-- Start Available data --
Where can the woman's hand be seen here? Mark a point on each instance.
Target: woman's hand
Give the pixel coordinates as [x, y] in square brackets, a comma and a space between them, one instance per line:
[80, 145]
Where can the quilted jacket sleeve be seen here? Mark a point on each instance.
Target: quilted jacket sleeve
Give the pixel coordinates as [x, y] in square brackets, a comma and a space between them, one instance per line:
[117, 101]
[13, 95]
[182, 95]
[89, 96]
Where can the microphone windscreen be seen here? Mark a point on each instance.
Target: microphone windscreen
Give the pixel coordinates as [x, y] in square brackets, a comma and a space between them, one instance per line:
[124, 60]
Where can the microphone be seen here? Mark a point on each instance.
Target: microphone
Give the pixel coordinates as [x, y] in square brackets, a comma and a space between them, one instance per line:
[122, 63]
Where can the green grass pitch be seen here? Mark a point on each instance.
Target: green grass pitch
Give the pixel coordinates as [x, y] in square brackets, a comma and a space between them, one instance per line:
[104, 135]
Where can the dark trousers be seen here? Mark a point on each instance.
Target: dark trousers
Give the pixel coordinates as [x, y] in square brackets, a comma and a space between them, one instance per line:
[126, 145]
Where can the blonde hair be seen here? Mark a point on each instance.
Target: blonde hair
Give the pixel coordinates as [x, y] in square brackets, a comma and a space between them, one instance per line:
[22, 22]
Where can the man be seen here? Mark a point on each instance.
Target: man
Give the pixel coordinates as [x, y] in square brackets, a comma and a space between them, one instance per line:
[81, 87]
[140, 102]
-- End Available data --
-- Start Available data --
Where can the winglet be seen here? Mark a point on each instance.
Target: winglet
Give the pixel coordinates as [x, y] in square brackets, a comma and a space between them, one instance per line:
-- End Available data --
-- Start Available data --
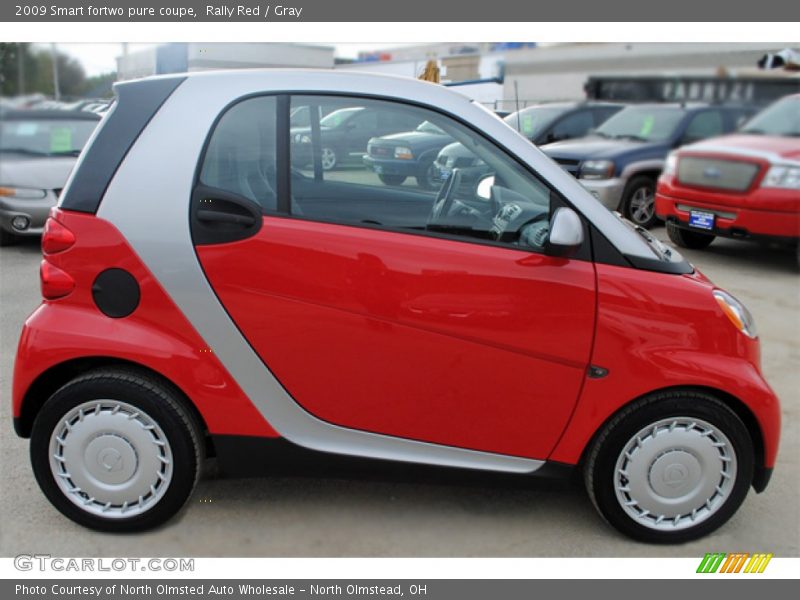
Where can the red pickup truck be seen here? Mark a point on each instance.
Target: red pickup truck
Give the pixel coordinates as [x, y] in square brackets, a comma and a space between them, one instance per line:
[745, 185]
-- End Available data --
• **Your task**: Locate each line in the entries above that contains the word "blonde", and copy every such line in full.

• **The result**:
Where can the blonde hair be seen here? Mark a point on each instance.
Target: blonde hair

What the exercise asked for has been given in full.